#### Dataset items
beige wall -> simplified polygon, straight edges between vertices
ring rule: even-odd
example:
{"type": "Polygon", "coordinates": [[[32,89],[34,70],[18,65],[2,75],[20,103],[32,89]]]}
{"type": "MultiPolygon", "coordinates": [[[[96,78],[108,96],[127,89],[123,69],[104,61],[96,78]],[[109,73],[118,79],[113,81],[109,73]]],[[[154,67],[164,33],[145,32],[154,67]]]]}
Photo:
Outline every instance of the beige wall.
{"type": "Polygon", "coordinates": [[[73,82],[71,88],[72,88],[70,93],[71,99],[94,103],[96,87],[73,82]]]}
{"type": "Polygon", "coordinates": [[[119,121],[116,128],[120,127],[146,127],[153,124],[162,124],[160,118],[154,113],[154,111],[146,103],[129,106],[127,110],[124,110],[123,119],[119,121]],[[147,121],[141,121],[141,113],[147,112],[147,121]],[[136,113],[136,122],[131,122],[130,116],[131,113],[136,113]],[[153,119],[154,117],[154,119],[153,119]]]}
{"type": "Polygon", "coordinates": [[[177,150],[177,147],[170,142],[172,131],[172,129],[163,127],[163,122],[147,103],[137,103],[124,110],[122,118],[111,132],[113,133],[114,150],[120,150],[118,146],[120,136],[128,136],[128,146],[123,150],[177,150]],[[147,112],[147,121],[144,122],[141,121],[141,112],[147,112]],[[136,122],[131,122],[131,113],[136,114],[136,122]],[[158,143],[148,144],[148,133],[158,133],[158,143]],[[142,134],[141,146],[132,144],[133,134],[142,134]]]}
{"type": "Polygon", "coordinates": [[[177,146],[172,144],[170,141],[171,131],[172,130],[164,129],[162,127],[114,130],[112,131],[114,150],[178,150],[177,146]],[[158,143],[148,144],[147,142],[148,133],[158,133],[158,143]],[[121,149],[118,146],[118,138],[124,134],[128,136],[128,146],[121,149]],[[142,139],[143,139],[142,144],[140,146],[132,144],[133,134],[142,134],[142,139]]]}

#### What this task involves
Output the complete data exactly as written.

#### The reply
beige wall -> simplified polygon, straight edges between vertices
ring rule: even-odd
example:
{"type": "Polygon", "coordinates": [[[32,89],[34,70],[18,65],[2,75],[20,103],[32,89]]]}
{"type": "MultiPolygon", "coordinates": [[[[96,78],[108,96],[127,89],[123,69],[104,61],[96,78]],[[109,73],[118,79],[113,81],[109,73]]],[[[154,67],[164,33],[145,32],[154,67]]]]}
Photo:
Outline every instance of the beige wall.
{"type": "Polygon", "coordinates": [[[73,82],[71,88],[72,88],[70,93],[71,99],[94,103],[96,87],[73,82]]]}
{"type": "Polygon", "coordinates": [[[119,121],[116,128],[120,127],[146,127],[153,124],[162,124],[160,118],[154,113],[154,111],[146,103],[129,106],[127,110],[124,110],[123,119],[119,121]],[[147,121],[141,121],[141,113],[147,112],[147,121]],[[136,113],[136,122],[131,122],[130,116],[131,113],[136,113]],[[153,119],[154,117],[154,119],[153,119]]]}
{"type": "Polygon", "coordinates": [[[177,150],[177,147],[170,142],[172,131],[172,129],[163,127],[163,122],[147,103],[137,103],[124,110],[122,118],[111,132],[113,133],[114,150],[120,150],[118,146],[120,136],[128,136],[128,146],[123,150],[177,150]],[[147,112],[147,121],[144,122],[141,121],[141,112],[147,112]],[[136,122],[131,122],[131,113],[136,114],[136,122]],[[158,143],[148,144],[148,133],[158,133],[158,143]],[[142,134],[141,146],[132,144],[133,134],[142,134]]]}
{"type": "Polygon", "coordinates": [[[177,146],[172,144],[170,141],[171,131],[172,130],[164,129],[162,127],[114,130],[112,131],[114,150],[178,150],[177,146]],[[158,143],[148,144],[147,142],[148,133],[158,133],[158,143]],[[121,149],[118,146],[118,138],[124,134],[128,136],[128,146],[121,149]],[[142,139],[143,139],[142,144],[140,146],[132,144],[133,134],[142,134],[142,139]]]}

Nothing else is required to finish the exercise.